* **WORK ORDER A**
From the article on New York's pandemic response, reproduce the passage from "But the bad" up to and including "devastated and chaotic.".
* **WORK ORDER B**
Render this sentence from the article on New York's pandemic response into Spanish: "Businesses are opening back up and people are doing what they can to return to normalcy."
* **WORK ORDER C**
Write the next part of the article on New York officials' pandemic decisions, picking up after its final sentence.

* **SOURCE EXTRACT**
- - - - -
The curve of Wuhan coronavirus cases across the country has flattened and cities are slowly coming out of stay-at-home orders. Businesses are opening back up and people are doing what they can to return to normalcy.

But the bad decisions made by politicians in the hardest-hit areas, specifically New York, should not go unnoticed as we start to pull away from the pandemic.

On March 2, New York City Mayor Bill de Blasio was encouraging residents to continue their regular behavior. He even gave them ideas about what to do in crowded areas. The virus had been in the country since the end of January and rapidly spreading. Italy, a preview of what could come to the U.S. without proper preparation, was completely overrun, devastated and chaotic.

"Since I'm encouraging New Yorkers to go on with your lives + get out on the town despite Coronavirus, I thought I would offer some suggestions. Here's the first: thru Thurs 3/5 go see 'The Traitor' @FilmLinc. If 'The Wire' was a true story + set in Italy, it would be this film," he tweeted.

When things got serious just a week later, and New York City came under siege from the disease, de Blasio berated the federal government and President Trump for failing to send medical supplies or personal protective equipment. But it turned out, de Blasio didn't order them.

"It was not until March 6 and March 10 — over two months after the coronavirus outbreak first hit China — that they finally secured the first emergency procurements of masks and hand sanitizer, according to the city comptroller's office," The New York Post reported on March 20.
- - - - -
* **DATASET RECORDS**
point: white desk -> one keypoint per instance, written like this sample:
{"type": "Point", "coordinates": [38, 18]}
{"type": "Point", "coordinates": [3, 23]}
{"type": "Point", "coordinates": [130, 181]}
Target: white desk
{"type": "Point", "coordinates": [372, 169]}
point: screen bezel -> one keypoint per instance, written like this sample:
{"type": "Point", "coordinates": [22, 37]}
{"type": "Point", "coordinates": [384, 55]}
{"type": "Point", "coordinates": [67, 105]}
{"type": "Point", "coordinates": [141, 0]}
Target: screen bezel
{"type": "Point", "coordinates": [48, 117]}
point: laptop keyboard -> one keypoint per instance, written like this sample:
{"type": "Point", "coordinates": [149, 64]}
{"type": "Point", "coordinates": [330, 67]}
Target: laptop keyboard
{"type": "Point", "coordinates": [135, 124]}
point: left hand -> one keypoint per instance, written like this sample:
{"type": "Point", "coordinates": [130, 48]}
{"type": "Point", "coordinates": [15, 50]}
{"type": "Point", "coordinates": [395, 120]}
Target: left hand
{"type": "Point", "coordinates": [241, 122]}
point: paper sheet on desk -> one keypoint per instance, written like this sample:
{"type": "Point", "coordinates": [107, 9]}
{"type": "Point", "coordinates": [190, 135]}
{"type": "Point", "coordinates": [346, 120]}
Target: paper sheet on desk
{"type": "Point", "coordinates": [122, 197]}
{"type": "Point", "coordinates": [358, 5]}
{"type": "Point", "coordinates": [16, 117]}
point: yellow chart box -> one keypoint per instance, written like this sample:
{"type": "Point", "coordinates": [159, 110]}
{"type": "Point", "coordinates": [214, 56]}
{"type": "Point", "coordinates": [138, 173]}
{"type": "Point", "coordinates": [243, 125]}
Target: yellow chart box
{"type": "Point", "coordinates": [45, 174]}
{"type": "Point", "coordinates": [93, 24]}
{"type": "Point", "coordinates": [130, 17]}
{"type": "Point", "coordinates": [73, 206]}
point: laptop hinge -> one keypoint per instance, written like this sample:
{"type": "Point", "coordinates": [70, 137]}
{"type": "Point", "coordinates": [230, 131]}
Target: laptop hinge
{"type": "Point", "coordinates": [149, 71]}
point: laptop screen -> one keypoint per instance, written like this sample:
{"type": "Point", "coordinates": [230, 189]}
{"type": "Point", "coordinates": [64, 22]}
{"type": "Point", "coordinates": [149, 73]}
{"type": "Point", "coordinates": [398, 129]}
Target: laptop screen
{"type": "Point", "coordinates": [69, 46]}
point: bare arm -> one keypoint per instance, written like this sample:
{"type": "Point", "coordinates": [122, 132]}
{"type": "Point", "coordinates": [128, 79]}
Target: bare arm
- - - - -
* **FINAL ANSWER A**
But the bad decisions made by politicians in the hardest-hit areas, specifically New York, should not go unnoticed as we start to pull away from the pandemic.

On March 2, New York City Mayor Bill de Blasio was encouraging residents to continue their regular behavior. He even gave them ideas about what to do in crowded areas. The virus had been in the country since the end of January and rapidly spreading. Italy, a preview of what could come to the U.S. without proper preparation, was completely overrun, devastated and chaotic.

* **FINAL ANSWER B**
Los negocios están volviendo a abrir y la gente está haciendo lo que puede para regresar a la normalidad.

* **FINAL ANSWER C**
By this time, the federal government, led by President Trump, had been sounding the alarm about the disease for over a month. Those warnings went unheeded and crashed into disaster.

As the crisis got worse, New York Governor Andrew Cuomo followed President Trump's lead with daily press briefings. While Democrats and their allies in the media were hailing Cuomo's performance, they were rabidly opposing and criticizing President Donald Trump.

When cases in New York City and the surrounding areas got out of control, President Trump floated the idea of shutting down travel to and from the state. Cuomo was irate and said a quarantine of New York would be a "federal declaration of war."

According to a tracing study detailed by The New York Times, the disease spread around the country as New Yorkers traveled.

"New York City's coronavirus outbreak grew so large by early March that the city became the primary source of new infections in the United States, new research reveals, as thousands of infected people traveled from the city and seeded outbreaks around the country," the paper found and published on May 7. "The research indicates that a wave of infections swept from New York City through much of the country before the city began setting social distancing limits to stop the growth. That helped to fuel outbreaks in Louisiana, Texas, Arizona and as far away as the West Coast."

"The findings are drawn from geneticists' tracking signature mutations of the virus, travel histories of infected people and models of the outbreak by infectious disease experts," the reporting continues.

It turns out an early quarantine could have saved the rest of the country from economic havoc. But back to New York.

Since the beginning of the Wuhan coronavirus outbreak, one thing has been clear: the elderly are the most likely to die from the disease. Despite this fact, Governor Cuomo mandated that nursing homes accept virus patients. Workers from these homes pleaded patients be sent to hospitals or the USNS Mercy, but they were ignored. The results have been horrific and deadly.

"Another 1,700 coronavirus deaths have been reported in nursing homes and adult care facilities around the state," Spectrum News NY1 reports. "According to Gov.  Andrew Cuomo's office, 4,813 people have previously died from COVID-19 in the state's nursing homes since March 1."

Further, Cuomo's stay-at-home and shelter in place orders have been ineffective.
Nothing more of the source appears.